Solution to Exercise 2.3.11

Fix $x \in \Xsf$ and let $h$ be 1-Lipschitz. Define $g(v) \coloneq h(r_\sigma(x) + \beta v)$ , which is $\beta$ -Lipschitz. Applying (2.23) and setting $\tilde g \coloneq g/\beta$ , which is 1-Lipschitz,

\begin{aligned} (D_\sigma \eta)(x, h) - (D_\sigma \eta')(x, h) &= \int [\eta(x', g) - \eta'(x', g)] \, P_\sigma(x, \diff x') \\ &= \beta \int [\eta(x', \tilde g) - \eta'(x', \tilde g)] \, P_\sigma(x, \diff x') \\ &\leq \beta \int W_1(\eta(x', \cdot), \eta'(x', \cdot)) \, P_\sigma(x, \diff x') \\ &\leq \beta \, \bar d_1(\eta, \eta'). \end{aligned}

Taking the supremum over all 1-Lipschitz $h$ and then over $x$ gives the result.

By the Banach contraction mapping theorem, each $D_\sigma$ has a unique fixed point $\eta_\sigma \in \hH$ . Hence $(\hH, \TT_{\rm DDP})$ is well-posed. Moreover, since each $D_\sigma$ is a contraction and hence globally stable on $\hH$ , Lemma A.5.19 implies that $(\hH, \TT_{\rm DDP})$ is order stable.

2.3.4.3Identification of the Fixed Point¶

Let $(X_t)_{t \geq 0}$ be the $P_\sigma$ -Markov chain with $X_0 = x$ and define the discounted return

Z_\sigma(x) \coloneq \sum_{t=0}^\infty \beta^t r(X_t, \sigma(X_t)).

In the scalar case, the fixed point of $T_\sigma$ is the expected-return function $v_\sigma(x) = \EE Z_\sigma(x)$ . What is the distributional analogue? The fixed point of $D_\sigma$ should be the distribution of $Z_\sigma(x)$ . Since $r$ is bounded, say $|r| \leq M$ , we have $|Z_\sigma(x)| \leq M/(1-\beta)$ almost surely, so the distribution of $Z_\sigma(x)$ lies in $\dD_1(\RR)$ .

**What to work on**
A. Write out the part of the excerpt on distributional dynamic programming from "By the Banach" to "in $\dD_1(\RR)$ .".
B. In the excerpt on distributional dynamic programming, which theorem gives each $D_\sigma$ a unique fixed point?
C. Extend the excerpt on distributional dynamic programming, picking up right after its last sentence.

(Dataset rows on where objects appear)
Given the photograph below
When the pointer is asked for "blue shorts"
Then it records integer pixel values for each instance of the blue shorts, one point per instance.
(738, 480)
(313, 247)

**Set of answers**
A.
By the Banach contraction mapping theorem, each $D_\sigma$ has a unique fixed point $\eta_\sigma \in \hH$ . Hence $(\hH, \TT_{\rm DDP})$ is well-posed. Moreover, since each $D_\sigma$ is a contraction and hence globally stable on $\hH$ , Lemma A.5.19 implies that $(\hH, \TT_{\rm DDP})$ is order stable.

2.3.4.3Identification of the Fixed Point¶

Let $(X_t)_{t \geq 0}$ be the $P_\sigma$ -Markov chain with $X_0 = x$ and define the discounted return

Z_\sigma(x) \coloneq \sum_{t=0}^\infty \beta^t r(X_t, \sigma(X_t)).

In the scalar case, the fixed point of $T_\sigma$ is the expected-return function $v_\sigma(x) = \EE Z_\sigma(x)$ . What is the distributional analogue? The fixed point of $D_\sigma$ should be the distribution of $Z_\sigma(x)$ . Since $r$ is bounded, say $|r| \leq M$ , we have $|Z_\sigma(x)| \leq M/(1-\beta)$ almost surely, so the distribution of $Z_\sigma(x)$ lies in $\dD_1(\RR)$ .

B. The Banach contraction mapping theorem.

C.
Solution to Exercise 2.3.12

Since $|Z_\sigma(x)| \leq M/(1-\beta)$ a.s. for all $x$ , the distribution $\hat\eta(x, \cdot)$ has bounded support and hence lies in $\dD_1(\RR)$ with $\sup_x \int |z| \, \hat\eta(x, \diff z) \leq M/(1-\beta) < \infty$ . Measurability of $x \mapsto \hat\eta(x, B)$ follows from the canonical Markov construction in Section A.5.4.1: $\hat\eta(x, B) = \PP_x\{Z_\sigma \in B\}$ , where $\PP_x$ is the law of the $(P_\sigma, x)$ -Markov chain, and $Z_\sigma$ is a measurable functional of the path. Hence $\hat\eta \in \hH$ .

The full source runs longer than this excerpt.